> _Langkah yang Diminta A_
Cetak sebagian berita tentang industri keramik ini tanpa mengubah apa pun. Mulai dari kata-kata "Baca Juga: Internusa" dan berhenti setelah "sudah dilakukan sebelumnya.".
> _Langkah yang Diminta B_
Jawab pertanyaan berikut berdasarkan berita tentang industri keramik ini:
(i) Asaki memperkirakan permintaan keramik bisa naik berapa persen?
(ii) Berapa persen kontribusi segmen pasar ritel dalam total serapan domestik produk keramik?
(iii) Pada bulan Mei 2020, utilisasi produksi industri keramik nasional turun ke level berapa?

> _Cuplikan Halaman_
Reporter: Muhammad Julian | Editor: Noverius Laoli
KONTAN.CO.ID - JAKARTA. Asosiasi Aneka Industri Keramik Indonesia (Asaki) menyambut positif keputusan pemerintah untuk membuka kembali aktivitas ekonomi melalui penerapan new normal dan pelonggaran pembatasan sosial berskala besar (PSBB).
Asaki meyakini, pembukaan kembali aktivitas ekonomi akan mendorong toko-toko bahan bangunan maupun toko ritel khusus keramik untuk kembali memacu kegiatan usahanya. Hal ini diperkirakan bisa kembali merangsang kenaikan permintaan keramik sebesar 15%-20%.
Baca Juga: Bidik Operasional 50 Gerai Mitra10, CSAP Dihadang Virus Covid-19
Sebelumnya permintaan keramik sempat melesu seiring terganggunya kegiatan operasional toko-toko ritel keramik di tengah penerapan PSBB. Maklum saja, segmen pasar ritel berkontribusi hingga sebesar 75% dalam total serapan domestik produk keramik dalam negeri.
Tak pelak, utilisasi produksi industri keramik nasional sempat merosot ke level 36% dari total kapasitas terpasang sebesar 540 juta per tahun seturut permintaan yanng melesu di bulan April 2020 lalu.
Tidak berhenti sampai di situ angka ini selanjutnya kembali mengalami penurunan ke level 30% pada bulan Mei 2020.
“Pelanggan dan toko-toko bahan bangunan maupun toko ritel khusus keramik selama ini cenderung wait and see mengurangi persediaan dan membatasi pembelian,” kata Ketua Umum Asaki Edy Suyanto saat dihubungi Kontan.co.id, Minggu (14/6).
Baca Juga: Internusa Keramik Alamasri gandeng Mitra10 untuk distribusikan keramik merek Essenza
Dengan dibukanya kembali aktivitas perekonomian, pelaku industri keramik bakal kembali meningkatkan volume produksi dengan tetap memerhatikan protokol pencegahan penularan corona sebagaimana yang sudah dilakukan sebelumnya.

> _Data yang Diberikan_
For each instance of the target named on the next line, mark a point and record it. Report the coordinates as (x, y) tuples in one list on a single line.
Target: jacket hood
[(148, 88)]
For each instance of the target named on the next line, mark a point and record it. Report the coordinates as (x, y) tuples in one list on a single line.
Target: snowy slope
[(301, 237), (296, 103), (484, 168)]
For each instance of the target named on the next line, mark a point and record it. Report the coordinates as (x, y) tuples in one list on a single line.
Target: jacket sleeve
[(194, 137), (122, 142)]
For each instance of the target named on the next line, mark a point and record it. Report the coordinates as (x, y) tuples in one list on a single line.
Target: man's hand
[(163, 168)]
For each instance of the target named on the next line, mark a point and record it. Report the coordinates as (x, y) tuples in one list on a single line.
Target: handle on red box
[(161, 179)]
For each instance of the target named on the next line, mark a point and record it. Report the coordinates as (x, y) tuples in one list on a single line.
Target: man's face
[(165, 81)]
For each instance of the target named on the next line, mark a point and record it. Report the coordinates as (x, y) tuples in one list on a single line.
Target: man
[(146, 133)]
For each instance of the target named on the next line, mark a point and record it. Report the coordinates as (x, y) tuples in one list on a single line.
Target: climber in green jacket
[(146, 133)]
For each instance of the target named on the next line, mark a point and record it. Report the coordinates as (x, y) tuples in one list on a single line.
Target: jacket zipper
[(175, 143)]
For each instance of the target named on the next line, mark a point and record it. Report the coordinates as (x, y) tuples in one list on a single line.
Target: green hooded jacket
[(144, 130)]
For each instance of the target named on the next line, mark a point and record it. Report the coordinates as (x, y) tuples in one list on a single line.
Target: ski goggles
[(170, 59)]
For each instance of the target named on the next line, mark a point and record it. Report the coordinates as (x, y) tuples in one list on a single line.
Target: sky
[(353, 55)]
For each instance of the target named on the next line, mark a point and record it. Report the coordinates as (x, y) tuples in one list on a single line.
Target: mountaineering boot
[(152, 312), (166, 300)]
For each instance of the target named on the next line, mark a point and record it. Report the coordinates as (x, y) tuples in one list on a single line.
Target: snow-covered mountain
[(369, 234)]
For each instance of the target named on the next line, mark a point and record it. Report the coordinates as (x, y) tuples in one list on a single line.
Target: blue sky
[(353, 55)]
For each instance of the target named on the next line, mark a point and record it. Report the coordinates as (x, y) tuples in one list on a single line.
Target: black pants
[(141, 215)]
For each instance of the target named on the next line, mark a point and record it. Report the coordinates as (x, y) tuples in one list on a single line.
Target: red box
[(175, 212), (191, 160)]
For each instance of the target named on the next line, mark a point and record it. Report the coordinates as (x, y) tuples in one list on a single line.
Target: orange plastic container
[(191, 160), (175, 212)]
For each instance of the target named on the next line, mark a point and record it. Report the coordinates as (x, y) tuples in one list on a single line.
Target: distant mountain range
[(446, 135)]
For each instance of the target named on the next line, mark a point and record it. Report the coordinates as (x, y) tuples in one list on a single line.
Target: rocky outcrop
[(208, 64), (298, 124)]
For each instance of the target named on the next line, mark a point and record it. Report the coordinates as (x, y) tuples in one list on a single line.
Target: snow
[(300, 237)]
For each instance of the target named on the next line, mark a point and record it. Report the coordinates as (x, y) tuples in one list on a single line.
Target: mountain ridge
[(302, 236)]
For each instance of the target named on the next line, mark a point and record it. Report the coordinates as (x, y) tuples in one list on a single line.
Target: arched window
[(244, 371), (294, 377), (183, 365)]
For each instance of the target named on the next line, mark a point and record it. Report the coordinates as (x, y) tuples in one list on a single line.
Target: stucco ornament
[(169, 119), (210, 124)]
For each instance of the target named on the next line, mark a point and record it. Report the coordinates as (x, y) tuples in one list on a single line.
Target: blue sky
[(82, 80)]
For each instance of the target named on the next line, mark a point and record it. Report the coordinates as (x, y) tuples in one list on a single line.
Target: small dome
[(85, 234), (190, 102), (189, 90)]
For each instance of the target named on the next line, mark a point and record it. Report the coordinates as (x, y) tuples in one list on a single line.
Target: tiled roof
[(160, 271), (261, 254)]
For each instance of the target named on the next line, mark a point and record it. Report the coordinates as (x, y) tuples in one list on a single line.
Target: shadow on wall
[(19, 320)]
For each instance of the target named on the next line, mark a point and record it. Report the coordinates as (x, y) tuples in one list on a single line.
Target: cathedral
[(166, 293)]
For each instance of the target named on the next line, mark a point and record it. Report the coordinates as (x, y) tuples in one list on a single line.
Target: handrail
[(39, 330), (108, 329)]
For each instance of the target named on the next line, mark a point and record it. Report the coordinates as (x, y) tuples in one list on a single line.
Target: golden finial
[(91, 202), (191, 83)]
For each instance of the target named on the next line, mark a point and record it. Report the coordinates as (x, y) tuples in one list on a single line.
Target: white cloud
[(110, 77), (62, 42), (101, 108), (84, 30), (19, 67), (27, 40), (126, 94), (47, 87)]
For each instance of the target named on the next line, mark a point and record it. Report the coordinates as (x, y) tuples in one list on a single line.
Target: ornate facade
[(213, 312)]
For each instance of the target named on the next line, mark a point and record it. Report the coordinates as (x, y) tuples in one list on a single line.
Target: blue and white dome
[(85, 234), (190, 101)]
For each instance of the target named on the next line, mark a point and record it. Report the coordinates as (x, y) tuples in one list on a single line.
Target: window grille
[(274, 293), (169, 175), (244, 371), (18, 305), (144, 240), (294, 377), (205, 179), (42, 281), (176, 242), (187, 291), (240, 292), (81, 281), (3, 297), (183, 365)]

> _Bagian Jawaban A_
Baca Juga: Internusa Keramik Alamasri gandeng Mitra10 untuk distribusikan keramik merek Essenza
Dengan dibukanya kembali aktivitas perekonomian, pelaku industri keramik bakal kembali meningkatkan volume produksi dengan tetap memerhatikan protokol pencegahan penularan corona sebagaimana yang sudah dilakukan sebelumnya.

> _Bagian Jawaban B_
(i) 15%-20%
(ii) 75%
(iii) 30%